* _Exercise_:
Continue the passage below on UK tax residence rules for offshore companies and funds, starting right after its last sentence.

[Excerpted passage Boundary: Start]

However, HMRC do point to a number of examples at INTM120150 where they would not usually seek to establish that a company is UK resident, including where a minority of UK based directors attending meetings becomes a majority on an isolated occasion due to the unforeseen unavailability of one or more of the overseas based directors.
For fund entities that are corporate UCITS or alternative investment funds established outside the UK, the tax residence safe harbour may be available to prevent any directors that are present in the UK from onshoring the relevant fund for UK tax purposes for UK corporation tax purposes. However, it should be noted that the safe harbour only applies for direct tax purposes, and therefore will not affect, for example, the VAT or payroll tax position. In addition, it does not apply to offshore management companies or general partners of funds structured as limited partnerships, so care may need to be taken concerning such entities.

[Excerpted passage Boundary: End]
[Data to examine Boundary: Start]

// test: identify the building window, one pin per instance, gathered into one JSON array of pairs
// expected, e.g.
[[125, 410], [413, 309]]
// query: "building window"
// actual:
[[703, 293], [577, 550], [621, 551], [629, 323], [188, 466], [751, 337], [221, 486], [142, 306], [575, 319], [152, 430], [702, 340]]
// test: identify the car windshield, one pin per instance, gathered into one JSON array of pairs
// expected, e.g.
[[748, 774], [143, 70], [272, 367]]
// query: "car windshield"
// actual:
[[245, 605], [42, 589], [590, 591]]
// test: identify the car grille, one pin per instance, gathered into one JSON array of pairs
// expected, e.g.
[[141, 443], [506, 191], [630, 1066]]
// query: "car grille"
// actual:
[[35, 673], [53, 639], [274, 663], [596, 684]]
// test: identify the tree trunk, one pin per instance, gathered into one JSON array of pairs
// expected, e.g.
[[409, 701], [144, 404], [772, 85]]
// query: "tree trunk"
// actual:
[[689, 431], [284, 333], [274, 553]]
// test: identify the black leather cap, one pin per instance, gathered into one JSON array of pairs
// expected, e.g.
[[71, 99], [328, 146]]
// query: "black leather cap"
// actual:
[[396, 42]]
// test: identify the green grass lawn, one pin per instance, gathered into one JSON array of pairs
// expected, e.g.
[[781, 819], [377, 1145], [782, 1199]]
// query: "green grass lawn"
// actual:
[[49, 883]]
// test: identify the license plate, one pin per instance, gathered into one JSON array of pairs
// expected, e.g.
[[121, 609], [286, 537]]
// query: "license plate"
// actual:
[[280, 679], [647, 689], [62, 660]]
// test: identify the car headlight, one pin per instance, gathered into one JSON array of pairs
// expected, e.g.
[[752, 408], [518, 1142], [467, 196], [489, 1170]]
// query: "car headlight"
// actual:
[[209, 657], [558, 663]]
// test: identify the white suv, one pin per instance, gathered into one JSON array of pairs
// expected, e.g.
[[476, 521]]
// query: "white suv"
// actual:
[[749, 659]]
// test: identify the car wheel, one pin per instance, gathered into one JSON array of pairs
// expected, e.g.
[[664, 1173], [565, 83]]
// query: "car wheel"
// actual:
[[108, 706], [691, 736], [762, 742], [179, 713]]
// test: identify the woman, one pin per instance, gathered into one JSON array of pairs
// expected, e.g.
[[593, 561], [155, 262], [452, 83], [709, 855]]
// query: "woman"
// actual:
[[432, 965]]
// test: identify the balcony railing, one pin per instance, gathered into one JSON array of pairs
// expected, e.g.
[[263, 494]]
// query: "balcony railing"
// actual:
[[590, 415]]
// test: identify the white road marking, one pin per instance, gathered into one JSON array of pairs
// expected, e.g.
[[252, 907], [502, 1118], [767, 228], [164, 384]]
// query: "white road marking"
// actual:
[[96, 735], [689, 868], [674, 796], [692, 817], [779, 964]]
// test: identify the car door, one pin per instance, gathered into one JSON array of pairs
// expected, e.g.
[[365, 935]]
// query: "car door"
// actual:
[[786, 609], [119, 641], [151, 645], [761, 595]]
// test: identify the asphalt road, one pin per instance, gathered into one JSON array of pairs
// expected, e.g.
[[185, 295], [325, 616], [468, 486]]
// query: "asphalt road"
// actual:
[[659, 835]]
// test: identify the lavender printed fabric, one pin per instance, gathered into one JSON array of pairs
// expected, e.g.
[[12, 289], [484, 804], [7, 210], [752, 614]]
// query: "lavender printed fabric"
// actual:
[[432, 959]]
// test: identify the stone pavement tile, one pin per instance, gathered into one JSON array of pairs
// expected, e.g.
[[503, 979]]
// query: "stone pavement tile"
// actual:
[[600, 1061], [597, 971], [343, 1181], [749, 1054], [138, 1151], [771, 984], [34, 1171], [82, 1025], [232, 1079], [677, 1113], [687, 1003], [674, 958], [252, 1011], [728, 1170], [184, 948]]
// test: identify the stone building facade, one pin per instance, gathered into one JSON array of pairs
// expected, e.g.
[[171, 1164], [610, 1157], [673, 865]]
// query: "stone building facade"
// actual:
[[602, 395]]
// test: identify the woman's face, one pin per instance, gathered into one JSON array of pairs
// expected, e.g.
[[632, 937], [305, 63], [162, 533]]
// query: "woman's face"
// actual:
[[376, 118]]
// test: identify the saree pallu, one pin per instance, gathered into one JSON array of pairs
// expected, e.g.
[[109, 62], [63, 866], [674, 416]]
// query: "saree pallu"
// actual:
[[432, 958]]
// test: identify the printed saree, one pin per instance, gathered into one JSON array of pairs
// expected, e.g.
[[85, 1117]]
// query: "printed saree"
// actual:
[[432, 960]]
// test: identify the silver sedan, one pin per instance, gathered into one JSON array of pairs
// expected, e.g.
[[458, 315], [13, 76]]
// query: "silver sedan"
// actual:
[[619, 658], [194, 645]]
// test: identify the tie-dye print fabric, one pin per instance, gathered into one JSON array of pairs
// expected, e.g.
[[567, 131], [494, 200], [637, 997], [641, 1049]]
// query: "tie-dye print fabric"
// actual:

[Data to examine Boundary: End]

* _Response area_:
Permanent establishments
In addition, it is possible that the enforced location of officers and other significant employers in a jurisdiction may give rise to permanent establishment (PE) risks for a non-resident company. There is currently an increased international interest in the PE rules as a result of the OECD BEPS project together with increasing mobility of international staff. The risk of inadvertently creating a PE is therefore a key risk area for MNEs. Where a PE exists, it may bring into tax the profits of the local activities of that foreign company. In general, a PE will exist if the foreign company has a fixed place of business in the jurisdiction or a dependent agent (one acts on behalf of the non-resident company and habitually exercises an authority to conclude contracts in its name).
In the UK, HMRC has released guidance at INTM261010 indicating that it is sympathetic to the business disruption taking place, but takes the view that it has sufficient flexibility with regard to the question whether a PE has been created in the UK. In particular, HMRC considers that a non-resident company will not have a UK fixed place of business PE after a short period of time as a degree of permanence is required. Similarly, whilst the habitual conclusion of contracts in the UK would also create a dependant agent PE in the UK, it is a matter of fact and degree as to whether that habitual condition is met. Furthermore, the existence of a UK PE does not in itself mean that a significant element of the profits of the non-resident company would be taxable in the UK. The guidance does not provide any particular concession or safe harbour, but reinforces the point that the creation of a PE requires a degree of permanence that may be lacking where persons are temporarily located in the UK.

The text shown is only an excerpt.